▶ **DATASET RECORDS**:
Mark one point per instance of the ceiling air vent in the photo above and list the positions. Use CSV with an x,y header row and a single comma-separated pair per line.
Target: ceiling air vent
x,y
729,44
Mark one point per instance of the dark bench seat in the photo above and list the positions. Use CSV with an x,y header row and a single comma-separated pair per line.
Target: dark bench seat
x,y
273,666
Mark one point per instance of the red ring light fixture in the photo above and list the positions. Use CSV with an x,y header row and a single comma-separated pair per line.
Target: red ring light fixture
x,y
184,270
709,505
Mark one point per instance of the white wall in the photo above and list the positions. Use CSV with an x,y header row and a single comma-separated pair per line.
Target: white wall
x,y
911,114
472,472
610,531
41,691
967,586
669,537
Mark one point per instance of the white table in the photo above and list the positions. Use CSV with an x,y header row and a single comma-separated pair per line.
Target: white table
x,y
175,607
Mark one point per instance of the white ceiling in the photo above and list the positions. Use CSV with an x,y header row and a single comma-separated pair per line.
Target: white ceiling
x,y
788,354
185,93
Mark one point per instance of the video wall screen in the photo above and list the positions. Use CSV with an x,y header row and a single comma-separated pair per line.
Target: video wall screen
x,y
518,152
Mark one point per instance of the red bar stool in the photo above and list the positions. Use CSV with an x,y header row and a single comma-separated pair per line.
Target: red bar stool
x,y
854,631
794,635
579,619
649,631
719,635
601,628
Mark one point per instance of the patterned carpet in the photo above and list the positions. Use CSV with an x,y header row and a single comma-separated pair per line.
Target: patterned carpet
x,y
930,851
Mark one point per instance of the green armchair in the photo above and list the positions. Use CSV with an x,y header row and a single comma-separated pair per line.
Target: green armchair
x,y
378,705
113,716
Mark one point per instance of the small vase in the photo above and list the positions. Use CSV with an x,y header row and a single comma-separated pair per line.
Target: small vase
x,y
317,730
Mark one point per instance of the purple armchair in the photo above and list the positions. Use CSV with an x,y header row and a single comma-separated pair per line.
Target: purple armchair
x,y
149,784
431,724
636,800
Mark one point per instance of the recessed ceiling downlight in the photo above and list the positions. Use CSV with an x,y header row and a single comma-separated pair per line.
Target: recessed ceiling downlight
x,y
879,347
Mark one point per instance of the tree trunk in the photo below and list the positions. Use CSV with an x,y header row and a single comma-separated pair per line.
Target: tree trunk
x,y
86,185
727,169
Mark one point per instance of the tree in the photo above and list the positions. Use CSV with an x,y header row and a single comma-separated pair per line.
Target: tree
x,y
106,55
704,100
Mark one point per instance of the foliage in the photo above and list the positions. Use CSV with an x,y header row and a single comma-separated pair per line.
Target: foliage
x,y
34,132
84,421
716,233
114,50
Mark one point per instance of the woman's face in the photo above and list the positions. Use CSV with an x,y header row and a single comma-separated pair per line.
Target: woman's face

▶ **TASK OBJECTIVE**: Among the lines of the records, copy out each one that contains the word "woman".

▶ **SOLVED PROBLEM**:
Mark one point per instance of the woman's face in the photo above and list the positions. Use CSV with an x,y header row and a single comma-separated pair per line.
Target: woman's face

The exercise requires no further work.